Page excerpt –
** start **
A Pan-Africanist Analysis of Black Seminole Perceptions of Racism, Discrimination, and Exclusion
Von Robertson, Ray, Journal of Pan African Studies
Introduction
Black Americans have been denied legitimate access to their history. Despite being permitted to attend educational institutions, albeit not always equal to and of the same quality of those of whites, the pedagogical style, along with the informational content, has in no way been African-centered. Schools, both secondary and post-secondary, have done relatively little to alleviate the indelible mark that the aforementioned has placed upon the black psyche. Additionally, schools have done little to inculcate Black students with any sort of knowledge of the Black Holocaust (Lusane, 2002). The information routinely dispensed to students regarding Black Americans and our struggles has focused primarily on the following: 1) crime; 2) poverty; 3) civil rights; 4) enslavement; and 5) how the aforementioned are no longer relevant due to the alleged entrance into a post-racial period fostered by the election of President Barack Obama (Wise, 2010). Consequently, peoples of African descent, and the variables that make up their sociological milieu, are frequently excluded from educational discourse (Karenga, 2002). An example of a group that has made significant contributions to the history of Black people yet are excluded from historical and sociological discourse pertaining to peoples of African descent, are the Black Seminoles. (i)
The Black Seminoles go by several monikers. They are often referred to as Seminole Freedmen or the Estelusti (Muskogee Indian word for Black), (Robertson, 2002). The different monikers will be used throughout this work. The Estelusti consists of individuals of both mixed Seminole and African American ancestry (and non-mixed people of African ancestry who came to live among them in 1866 that are dispersed throughout Oklahoma, Florida, Mexico, and the Caribbean (Jackson, 1999, Robertson, 2009; & Twyman, 1999).
The purpose of this work will be to examine the sojourn of the Black Seminoles culminating with their current tenuous status position within the Seminole Nation of Oklahoma from an African-centered sociological perspective. Previous works (e.g., Katz, 1997; Mulroy, 1993) focus on symbiotic relations between the two groups but do not tap into the unique sensibilities and nuances of the African/Black experience in the same manner that an approach which puts the concerns of Africans at the center as opposed to the periphery would. (ii) More poignantly, my work seeks to answer the central question: "Why are the Black Seminoles marginalized within the Seminole Nation of Oklahoma"? The preceding question will be explored by an investigation of the historical antecedents which have resulted in exclusion and marginalization of blacks within the Seminole Nation through the line of sight offered by a Pan-Africanist sociological approach.
An African-centered Approach to Sociology
This paper represents an attempt to develop a sociological epistemology that is grounded in the concerns and thought processes of Africans across the Diaspora. So when Staples (1976) says "the purpose of Afro-American sociology is to study life and culture which when seen from a Black perspective can serve to correct myths about Afro-Americans found in the sociological literature and to further study Black life as it is affected by political and economic factors" (pg. 21), he has articulated the foundation of a Pan-Africanist sociological approach. Moreover, Pan-Africanist/African-centered sociology will examine Black life and circumstances as non-pathological. Consequently, the aim of Afro-American, i.e., Black sociology, can be viewed as inclusive of several themes:
(1) The study of Black life and people from a Black perspective;
(2) The correction of myths about Blacks in popular sociological discourse;
(3) The Study of Black life as affected by political and economic factors;
(4) Black, i.e., African-centered sociology, must be an emancipatory and liberating endeavor.
** end **
Extracted lines –
** start **
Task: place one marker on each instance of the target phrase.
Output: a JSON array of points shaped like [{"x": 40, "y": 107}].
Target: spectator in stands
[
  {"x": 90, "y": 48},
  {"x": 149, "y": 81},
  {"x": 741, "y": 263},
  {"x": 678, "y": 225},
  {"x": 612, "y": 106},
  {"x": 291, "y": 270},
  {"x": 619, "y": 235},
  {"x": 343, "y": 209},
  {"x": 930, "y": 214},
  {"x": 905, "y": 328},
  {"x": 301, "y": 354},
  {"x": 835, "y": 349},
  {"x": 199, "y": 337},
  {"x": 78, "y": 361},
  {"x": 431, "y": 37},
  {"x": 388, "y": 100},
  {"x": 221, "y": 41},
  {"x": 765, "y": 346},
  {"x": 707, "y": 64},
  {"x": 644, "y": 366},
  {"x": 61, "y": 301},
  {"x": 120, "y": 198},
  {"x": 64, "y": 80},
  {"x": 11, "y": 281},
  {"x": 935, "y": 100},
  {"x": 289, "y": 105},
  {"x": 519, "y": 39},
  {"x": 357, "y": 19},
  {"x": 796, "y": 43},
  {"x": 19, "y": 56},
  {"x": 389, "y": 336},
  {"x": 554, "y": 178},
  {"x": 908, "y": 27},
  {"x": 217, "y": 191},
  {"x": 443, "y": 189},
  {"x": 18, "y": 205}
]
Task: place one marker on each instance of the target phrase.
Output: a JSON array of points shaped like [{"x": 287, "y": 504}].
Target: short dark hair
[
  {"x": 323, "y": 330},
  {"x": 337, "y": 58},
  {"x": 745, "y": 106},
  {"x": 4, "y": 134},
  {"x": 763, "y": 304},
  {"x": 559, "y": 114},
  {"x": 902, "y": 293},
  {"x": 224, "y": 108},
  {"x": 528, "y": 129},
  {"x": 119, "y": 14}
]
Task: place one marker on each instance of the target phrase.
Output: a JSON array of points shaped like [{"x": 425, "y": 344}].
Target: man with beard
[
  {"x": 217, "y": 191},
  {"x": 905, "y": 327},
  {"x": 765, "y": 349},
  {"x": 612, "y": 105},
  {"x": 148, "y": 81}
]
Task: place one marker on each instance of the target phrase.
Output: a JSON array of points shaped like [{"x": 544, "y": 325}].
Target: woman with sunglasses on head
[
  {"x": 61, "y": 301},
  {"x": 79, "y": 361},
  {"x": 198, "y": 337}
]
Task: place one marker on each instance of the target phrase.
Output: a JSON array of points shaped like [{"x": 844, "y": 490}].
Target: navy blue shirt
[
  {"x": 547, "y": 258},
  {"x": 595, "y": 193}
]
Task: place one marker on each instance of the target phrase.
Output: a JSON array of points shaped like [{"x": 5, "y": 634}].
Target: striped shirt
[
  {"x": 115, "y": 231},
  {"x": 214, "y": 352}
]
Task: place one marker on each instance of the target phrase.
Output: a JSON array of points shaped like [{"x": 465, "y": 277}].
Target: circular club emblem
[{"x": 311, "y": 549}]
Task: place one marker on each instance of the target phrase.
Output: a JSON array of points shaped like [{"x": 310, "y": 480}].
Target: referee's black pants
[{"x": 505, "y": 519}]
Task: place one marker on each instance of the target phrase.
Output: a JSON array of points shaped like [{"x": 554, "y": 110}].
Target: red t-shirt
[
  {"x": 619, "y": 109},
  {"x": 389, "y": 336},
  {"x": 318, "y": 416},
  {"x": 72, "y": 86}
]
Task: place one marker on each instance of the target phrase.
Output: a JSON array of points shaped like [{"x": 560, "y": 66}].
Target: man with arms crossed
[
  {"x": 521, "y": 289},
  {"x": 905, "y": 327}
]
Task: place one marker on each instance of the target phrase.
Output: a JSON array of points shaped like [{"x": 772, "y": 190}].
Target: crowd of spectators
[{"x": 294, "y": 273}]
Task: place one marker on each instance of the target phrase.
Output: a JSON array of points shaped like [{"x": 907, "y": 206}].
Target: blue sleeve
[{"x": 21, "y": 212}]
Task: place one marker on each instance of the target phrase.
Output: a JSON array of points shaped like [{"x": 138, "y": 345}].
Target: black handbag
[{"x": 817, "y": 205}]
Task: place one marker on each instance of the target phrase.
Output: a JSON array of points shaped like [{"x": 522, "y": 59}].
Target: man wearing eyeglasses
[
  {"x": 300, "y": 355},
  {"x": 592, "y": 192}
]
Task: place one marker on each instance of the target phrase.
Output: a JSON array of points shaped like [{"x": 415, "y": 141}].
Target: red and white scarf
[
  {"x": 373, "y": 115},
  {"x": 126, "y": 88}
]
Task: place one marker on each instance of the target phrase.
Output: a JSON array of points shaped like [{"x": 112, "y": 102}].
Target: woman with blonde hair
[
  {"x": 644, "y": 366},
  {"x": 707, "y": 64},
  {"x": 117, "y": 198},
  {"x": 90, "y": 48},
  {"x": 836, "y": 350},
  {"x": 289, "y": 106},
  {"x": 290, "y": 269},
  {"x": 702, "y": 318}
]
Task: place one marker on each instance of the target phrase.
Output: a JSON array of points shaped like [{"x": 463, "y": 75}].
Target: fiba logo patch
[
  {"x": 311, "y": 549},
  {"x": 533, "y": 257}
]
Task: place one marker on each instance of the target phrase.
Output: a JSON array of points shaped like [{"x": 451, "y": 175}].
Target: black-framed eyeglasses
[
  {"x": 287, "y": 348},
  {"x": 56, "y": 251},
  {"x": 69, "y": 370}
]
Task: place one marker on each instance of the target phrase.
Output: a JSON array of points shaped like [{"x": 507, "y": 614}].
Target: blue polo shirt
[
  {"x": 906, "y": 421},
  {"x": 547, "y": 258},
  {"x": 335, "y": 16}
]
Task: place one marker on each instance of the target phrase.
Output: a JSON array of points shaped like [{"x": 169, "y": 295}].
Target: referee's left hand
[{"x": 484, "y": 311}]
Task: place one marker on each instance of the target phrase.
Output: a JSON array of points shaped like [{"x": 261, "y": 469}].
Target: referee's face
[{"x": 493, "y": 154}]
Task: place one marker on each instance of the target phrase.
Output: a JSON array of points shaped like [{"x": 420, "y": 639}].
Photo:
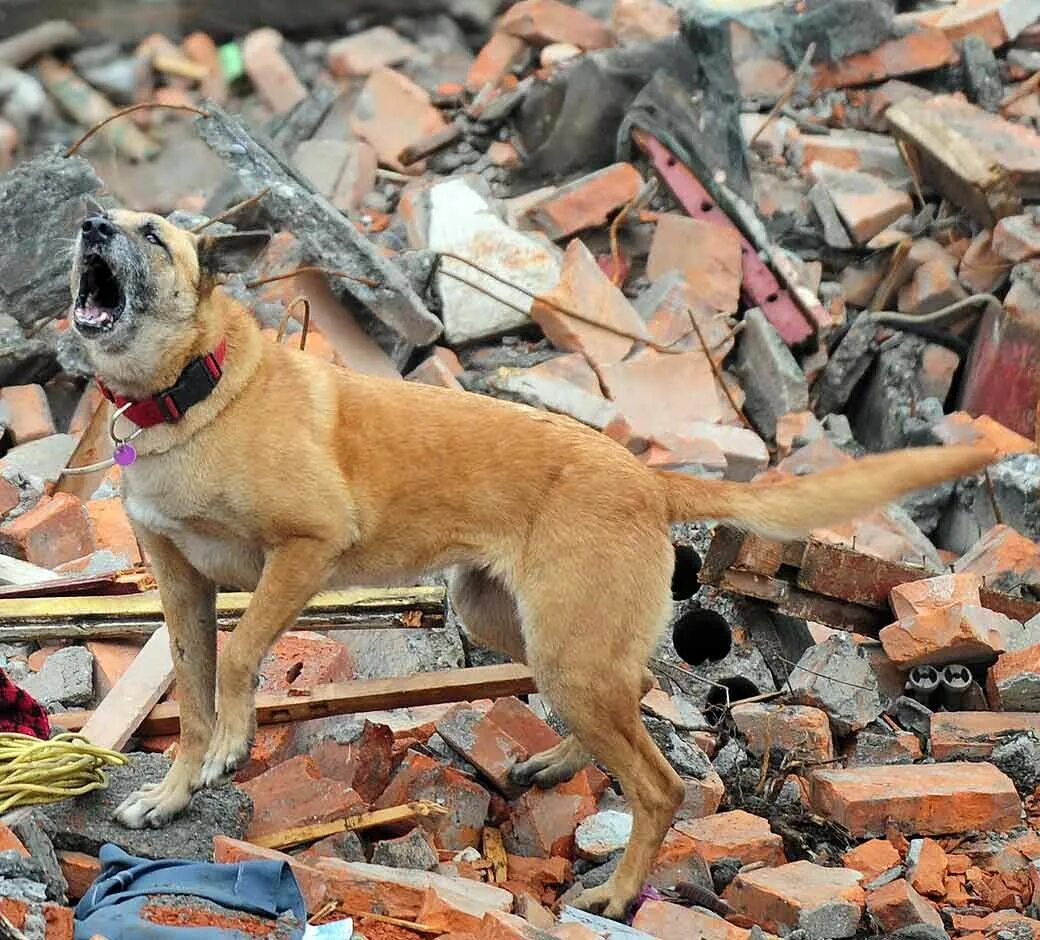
** end **
Work instructions –
Please give the Black Seminole article again, starting at "The Black Seminoles go" and ending at "2009; & Twyman, 1999).", substituting "names" for "monikers". The lines have nothing to do with this work.

Written response –
The Black Seminoles go by several names. They are often referred to as Seminole Freedmen or the Estelusti (Muskogee Indian word for Black), (Robertson, 2002). The different names will be used throughout this work. The Estelusti consists of individuals of both mixed Seminole and African American ancestry (and non-mixed people of African ancestry who came to live among them in 1866 that are dispersed throughout Oklahoma, Florida, Mexico, and the Caribbean (Jackson, 1999, Robertson, 2009; & Twyman, 1999).